## DATA PROVIDED

** start **

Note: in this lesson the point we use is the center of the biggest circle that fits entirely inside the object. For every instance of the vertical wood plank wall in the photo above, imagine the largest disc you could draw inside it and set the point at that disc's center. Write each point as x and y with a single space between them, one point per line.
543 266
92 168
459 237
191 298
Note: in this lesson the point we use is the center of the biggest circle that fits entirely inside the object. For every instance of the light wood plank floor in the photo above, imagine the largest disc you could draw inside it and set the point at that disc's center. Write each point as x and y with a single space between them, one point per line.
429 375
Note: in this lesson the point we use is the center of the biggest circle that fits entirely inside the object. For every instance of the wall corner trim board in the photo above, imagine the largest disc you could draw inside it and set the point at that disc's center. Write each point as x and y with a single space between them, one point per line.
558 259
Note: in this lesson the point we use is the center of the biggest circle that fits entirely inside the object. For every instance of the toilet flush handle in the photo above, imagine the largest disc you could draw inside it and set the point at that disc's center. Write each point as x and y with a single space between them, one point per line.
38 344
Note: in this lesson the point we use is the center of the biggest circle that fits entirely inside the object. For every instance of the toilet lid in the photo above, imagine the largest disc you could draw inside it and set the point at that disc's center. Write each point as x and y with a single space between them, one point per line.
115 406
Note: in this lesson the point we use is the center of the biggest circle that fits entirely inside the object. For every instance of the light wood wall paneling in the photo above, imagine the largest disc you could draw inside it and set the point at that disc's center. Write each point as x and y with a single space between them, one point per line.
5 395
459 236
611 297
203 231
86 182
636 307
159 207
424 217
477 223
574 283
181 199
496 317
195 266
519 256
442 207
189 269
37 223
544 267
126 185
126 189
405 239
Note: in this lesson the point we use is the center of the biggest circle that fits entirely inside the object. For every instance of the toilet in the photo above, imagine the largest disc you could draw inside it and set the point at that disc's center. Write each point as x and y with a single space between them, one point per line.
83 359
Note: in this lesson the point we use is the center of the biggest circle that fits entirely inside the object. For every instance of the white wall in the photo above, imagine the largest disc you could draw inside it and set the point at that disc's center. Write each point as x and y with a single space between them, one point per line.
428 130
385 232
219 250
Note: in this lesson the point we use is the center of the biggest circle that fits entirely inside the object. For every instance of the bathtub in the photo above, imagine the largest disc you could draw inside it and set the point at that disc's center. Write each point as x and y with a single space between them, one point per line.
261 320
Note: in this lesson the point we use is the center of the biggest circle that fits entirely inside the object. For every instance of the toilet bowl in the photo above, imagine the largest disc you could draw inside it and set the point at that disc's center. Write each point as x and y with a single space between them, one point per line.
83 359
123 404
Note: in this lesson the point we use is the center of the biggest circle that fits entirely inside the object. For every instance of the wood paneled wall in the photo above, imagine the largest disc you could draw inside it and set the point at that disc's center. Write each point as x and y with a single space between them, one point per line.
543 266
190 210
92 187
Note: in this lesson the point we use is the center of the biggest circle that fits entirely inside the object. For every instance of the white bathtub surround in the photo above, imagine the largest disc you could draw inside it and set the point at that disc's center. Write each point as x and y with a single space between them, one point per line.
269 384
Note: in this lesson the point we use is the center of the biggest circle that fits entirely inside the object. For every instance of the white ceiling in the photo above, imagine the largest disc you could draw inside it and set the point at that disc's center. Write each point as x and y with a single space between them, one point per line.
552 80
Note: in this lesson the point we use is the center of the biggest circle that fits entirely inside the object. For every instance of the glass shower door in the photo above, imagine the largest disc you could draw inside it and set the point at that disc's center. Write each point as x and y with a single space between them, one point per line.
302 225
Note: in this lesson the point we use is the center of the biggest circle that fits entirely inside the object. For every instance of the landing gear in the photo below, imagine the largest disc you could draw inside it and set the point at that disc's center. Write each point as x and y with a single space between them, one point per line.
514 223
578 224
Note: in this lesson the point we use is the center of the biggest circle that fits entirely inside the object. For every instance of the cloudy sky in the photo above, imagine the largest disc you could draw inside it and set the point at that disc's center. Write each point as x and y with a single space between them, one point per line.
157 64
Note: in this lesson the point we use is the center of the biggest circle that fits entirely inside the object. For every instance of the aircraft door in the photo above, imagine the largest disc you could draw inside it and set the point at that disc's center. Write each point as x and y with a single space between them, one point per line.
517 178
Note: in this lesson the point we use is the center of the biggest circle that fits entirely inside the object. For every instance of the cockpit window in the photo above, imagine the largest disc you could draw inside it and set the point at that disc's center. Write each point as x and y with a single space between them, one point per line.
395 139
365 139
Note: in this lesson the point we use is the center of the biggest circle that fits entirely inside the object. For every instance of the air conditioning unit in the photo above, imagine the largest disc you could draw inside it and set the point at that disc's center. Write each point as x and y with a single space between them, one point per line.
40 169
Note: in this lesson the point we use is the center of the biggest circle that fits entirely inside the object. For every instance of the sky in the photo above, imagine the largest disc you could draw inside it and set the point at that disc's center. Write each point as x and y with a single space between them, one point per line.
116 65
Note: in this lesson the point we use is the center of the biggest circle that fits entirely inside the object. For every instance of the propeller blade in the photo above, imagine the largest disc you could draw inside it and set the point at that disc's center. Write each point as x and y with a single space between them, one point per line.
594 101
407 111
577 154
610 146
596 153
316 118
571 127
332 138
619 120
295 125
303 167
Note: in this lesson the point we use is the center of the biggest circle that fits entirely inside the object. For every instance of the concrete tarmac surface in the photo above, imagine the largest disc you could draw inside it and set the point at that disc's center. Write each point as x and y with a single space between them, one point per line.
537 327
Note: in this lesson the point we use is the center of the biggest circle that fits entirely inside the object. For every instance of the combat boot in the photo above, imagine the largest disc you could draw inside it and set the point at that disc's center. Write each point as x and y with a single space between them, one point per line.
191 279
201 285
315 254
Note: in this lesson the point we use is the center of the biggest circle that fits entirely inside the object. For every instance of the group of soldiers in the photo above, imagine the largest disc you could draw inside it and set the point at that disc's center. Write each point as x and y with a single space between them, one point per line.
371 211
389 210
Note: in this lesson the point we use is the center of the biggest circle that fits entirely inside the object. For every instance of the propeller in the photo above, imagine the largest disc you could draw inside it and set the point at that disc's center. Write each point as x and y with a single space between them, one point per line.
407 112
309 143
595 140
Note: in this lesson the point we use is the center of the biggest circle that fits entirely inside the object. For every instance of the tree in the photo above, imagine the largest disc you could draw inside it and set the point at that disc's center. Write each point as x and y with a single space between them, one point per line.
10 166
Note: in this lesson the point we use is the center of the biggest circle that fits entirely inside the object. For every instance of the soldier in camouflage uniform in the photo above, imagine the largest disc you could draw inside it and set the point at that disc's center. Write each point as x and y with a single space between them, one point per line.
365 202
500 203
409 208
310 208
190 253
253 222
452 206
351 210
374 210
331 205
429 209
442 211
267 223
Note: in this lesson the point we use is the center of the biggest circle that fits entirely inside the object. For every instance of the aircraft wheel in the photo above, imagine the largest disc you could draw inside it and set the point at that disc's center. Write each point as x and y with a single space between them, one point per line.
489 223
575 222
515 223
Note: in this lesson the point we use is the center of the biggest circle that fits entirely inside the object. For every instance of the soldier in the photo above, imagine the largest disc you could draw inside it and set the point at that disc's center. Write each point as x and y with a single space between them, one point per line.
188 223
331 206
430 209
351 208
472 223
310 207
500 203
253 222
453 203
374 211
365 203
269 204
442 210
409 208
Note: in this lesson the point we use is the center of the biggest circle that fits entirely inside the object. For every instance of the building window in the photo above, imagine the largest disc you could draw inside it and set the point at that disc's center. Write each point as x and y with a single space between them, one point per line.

** end **

## REQUIRED WORK
Write out all of the data above again, swapping "biggest" for "largest" wherever it appears and leaving everything else unchanged.

## SOLUTION TO THIS EXERCISE
Note: in this lesson the point we use is the center of the largest circle that fits entirely inside the object. For every instance of the vertical wood plank wall in the photo above, imagine the largest disc you could draw inside it and set the point at that disc's center. Write each point as x and y with a single space between them, one point per line.
543 266
92 168
459 237
191 298
Note: in this lesson the point we use is the center of the largest circle that fits entirely inside the object. For every instance of the light wood plank floor in the photo above, imagine the largest disc you could draw inside it and set the point at that disc's center. Write each point as x and y with a single space between them, one point per line.
429 375
Note: in this lesson the point we use is the center of the largest circle that fits entirely inside the object. For every instance of the wall corner trim board in the photo above, imagine the largest disc you could draw inside it and set the point at that disc's center. Write each point as x and y with a single space between them, one point per line.
558 259
Note: in this lesson the point we use is the center of the largest circle that fits entirely inside the object. For every instance of the toilet flush handle in the photo above, imagine the largest disc you could draw inside it and set the point at that disc's center. Write each point as x and y with a single space between them, one point per line.
38 344
Note: in this lesson the point we use is the center of the largest circle that fits entirely inside the object. For every instance of the toilet lid in the photo above, imagine the largest disc you could draw inside it and set the point at that disc's center. Write each point as x and y with a single space between them, one point per line.
115 406
Note: in this lesson the point we use is the center of the largest circle that fits entirely inside the object. For every instance of the light wood wall paneling in the photo above, imagine the largest disc you could draw inside it and set the point at that disc's center. Write each point as x and y with a single space between them, one point per line.
5 395
459 236
611 297
203 231
86 182
636 307
159 207
424 217
477 223
574 283
181 199
496 317
195 266
519 256
442 207
189 269
37 223
544 267
126 185
126 189
405 239
Note: in this lesson the point we use is the center of the largest circle that fits entirely inside the object. For every instance of the toilet in the photo above, imagine the largest disc you could draw inside it and set the point at that disc's center. Write each point as x and y with a single space between them, one point per line.
83 359
Note: in this lesson the point we use is the center of the largest circle that fits entirely inside the object. For every instance of the white wall in the photo above, imagine the largest disc you could draw inside it and set the point at that disc's center. Write each point as x and y with a single space between them, one point per line.
428 130
385 232
219 250
Note: in this lesson the point we use is the center of the largest circle that fits entirely inside the object. For every instance of the bathtub in the photo above, imagine the largest disc you could draw inside it and set the point at that disc's center. Write each point as x and y with a single space between them, one point per line.
261 320
Note: in this lesson the point we use is the center of the largest circle that fits entirely inside the object. For every instance of the toilet bowl in the photo above, imagine the largest disc you could draw inside it and set the point at that disc's center. Write each point as x and y with a single space between them, one point per line.
83 359
123 404
Note: in this lesson the point we use is the center of the largest circle that fits entirely inside the object. For every instance of the wood paneled wall in the photo above, imagine the largest disc you could draw inside it and set the point at that disc's center. Write each point as x and y with a single space between them, one point per line.
543 266
190 210
92 187
Note: in this lesson the point we use is the center of the largest circle that fits entirely inside the object. For every instance of the white bathtub surround in the photo above, imagine the largest disc you could draw inside it and set the point at that disc's center. Write each point as x and y with a single space between them, one point per line.
269 384
Note: in this lesson the point we use is the center of the largest circle that fits entirely inside the object. For every instance of the white ceiling in the photo above, imagine the largest disc you could draw inside it and set the point at that disc's center. Write each point as x and y with a single space between them, one point per line.
552 80
Note: in this lesson the point we use is the center of the largest circle that fits entirely inside the object. For every instance of the glass shower door in the photo above, imagine the largest disc you could draw inside it and set the point at that disc's center. Write each point as x and y with a single space between them, one point per line.
302 225
Note: in this lesson the point we use is the center of the largest circle that fits entirely inside the object. For every instance of the landing gear in the photo below, imagine the largest disc you could draw inside it and set the point at that disc's center. Write each point as x and y with a single space between them, one point per line.
514 223
578 224
Note: in this lesson the point we use is the center of the largest circle that fits entirely inside the object. For every instance of the cloudy sky in the photo above, imagine the largest disc you could draw inside it and set the point at that disc's center. Write each point as x and y with a single space between them, one point per line.
157 64
Note: in this lesson the point we use is the center of the largest circle that fits entirely inside the object. For every instance of the aircraft door in the photo above, imagine the largest disc you could draw inside it and set the point at that disc's center. Write each point as x and y with a single space between them, one point per line.
517 178
Note: in this lesson the point we use is the center of the largest circle that fits entirely inside the object. For every instance of the cockpit window in the photo above, imagine the largest disc you could draw inside it and set the point at that disc's center. Write each point as x and y with a single space between them, one point per line.
395 139
365 139
Note: in this lesson the point we use is the center of the largest circle that fits entirely inside the object. For every instance of the air conditioning unit in the photo above, imagine the largest disc you could draw inside it and set the point at that disc's center. Write each point as x and y with a single space between them, one point per line.
40 169
Note: in this lesson the point we use is the center of the largest circle that fits entirely inside the object. For every instance of the sky in the photo above, imagine the largest disc you could draw inside it and set the point at that disc's center. Write each point as x and y with a single space between them, one point per line.
116 65
Note: in this lesson the point we use is the center of the largest circle that fits entirely inside the object. For every instance of the propeller blade in the photo above, imagine the largest disc you could draw inside it and set the point at that disc's center. Write each point as x and y with a single space between them, one point per line.
594 101
407 111
577 154
610 146
596 153
316 118
571 127
332 138
619 120
295 125
303 167
Note: in this lesson the point we use is the center of the largest circle that fits entirely inside the object. For every instance of the concrete tarmac surface in the photo above, imagine the largest disc you could draw inside it and set the point at that disc's center. Write each point as x and y with a single space between them, one point per line.
537 327
Note: in this lesson the point we use is the center of the largest circle that fits entirely inside the object. For every instance of the combat boot in the photo above, imagine the largest disc you could draw inside it and set the point at that disc's center. Write each point as x and y with a single space between them, one point per line.
191 279
201 285
315 254
Note: in this lesson the point we use is the center of the largest circle that fits entirely inside the object. For every instance of the group of soldiers in the photo above, imagine the largest disc you could draw inside it and set the point at that disc's center. Write each point as x and y with a single space between them, one point per line.
371 211
389 210
Note: in this lesson the point we use is the center of the largest circle that fits entirely inside the object. For every instance of the propeller in the photo above, imagine the largest disc you could draw inside it and set the point at that disc's center. Write each point as x and y with a single space between them, one point per line.
407 112
309 143
595 140
Note: in this lesson the point we use is the center of the largest circle that fits entirely inside the object. For every instance of the tree in the photo above, imagine the largest disc you could draw inside it and set the point at that disc's center. Write each point as x and y with a single space between them, one point per line.
10 166
Note: in this lesson the point we use is the center of the largest circle that fits entirely inside the object. For every instance of the soldier in camouflage uniform in the photo above, imagine the largest disc you could draw inside it and set the point at that disc's center. Write each point as x and y with a single space between them, one point per line.
365 202
500 203
409 208
310 208
190 253
253 222
452 206
351 210
374 210
331 205
429 209
442 211
267 223
Note: in this lesson the point we use is the center of the largest circle that fits entirely inside the object. For every instance of the aircraft wheel in the photo above, imagine the largest disc you could draw inside it and set the point at that disc's center. Write each point as x and y with a single space between them, one point per line.
489 223
575 222
515 223
Note: in this lesson the point we use is the center of the largest circle that fits entirely inside the object. For every instance of the soldier in the photo above, imagine the largest disc you could draw inside it and set the point at that disc's center. Write each point as x and y with a single space between them, one point per line.
188 223
331 206
430 209
351 208
472 223
310 207
500 203
253 222
453 203
374 211
365 203
269 204
442 210
409 208
Note: in this lesson the point we use is the center of the largest circle that fits entirely inside the object. For every instance of the building window in the photo above, imagine the largest disc you could draw inside it and set the point at that disc's center. Write each point as x and y with a single space between them, one point per line.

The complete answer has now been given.